▶ _Excerpt_:
First, we need to transform the functions from blocking to asynchronous behavior, making them return a Promise so that we can preserve the if-then-else structure, and using the default http client:


def getIDMUserAsync(user) {
   def userRequest = new Request()
   userRequest.method = "GET"
   userRequest.uri = "http://idm:8080/openidm/managed/user"
   userRequest.uri.query = "_queryId=for-userName&uid=" + user
   userRequest.headers['X-OpenIDM-Username'] = "openidm-admin"
   userRequest.headers['X-OpenIDM-Password'] = "password"

   return http.send(userRequest)
       .then { response ->
           def json = response.entity.json
           // logger.info("IDM responded with: " + result)
           response.close()
           return json
       }
}
def getBlockedListAsync() {
   def listRequest = new Request()
   listRequest.method = "GET"
   listRequest.uri = "http://idm:8080/openidm/managed/blocked"
   listRequest.uri.query = "_queryFilter=true"
   listRequest.headers['X-OpenIDM-Username'] = "openidm-admin"
   listRequest.headers['X-OpenIDM-Password'] = "password"

   return http.send(listRequest)
       .then { response ->
           def json = response.entity.json
           // logger.info("IDM responded with: " + result)
           response.close()
           if (json.resultCount >= 1) {
               return json.result[0].blockedUsers
           }
           return []
       }
}

Then, calling the function is simply:


return getIDMUserAsync(user)

▶ _Recorded information_:
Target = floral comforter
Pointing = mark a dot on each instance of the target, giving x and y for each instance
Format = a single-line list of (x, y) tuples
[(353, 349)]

▶ _Problem details_:
In the excerpt, what does getBlockedListAsync return when the result count is less than 1? The listing has no connection to the excerpt.

▶ _Completed exercise_:
It returns an empty list, [].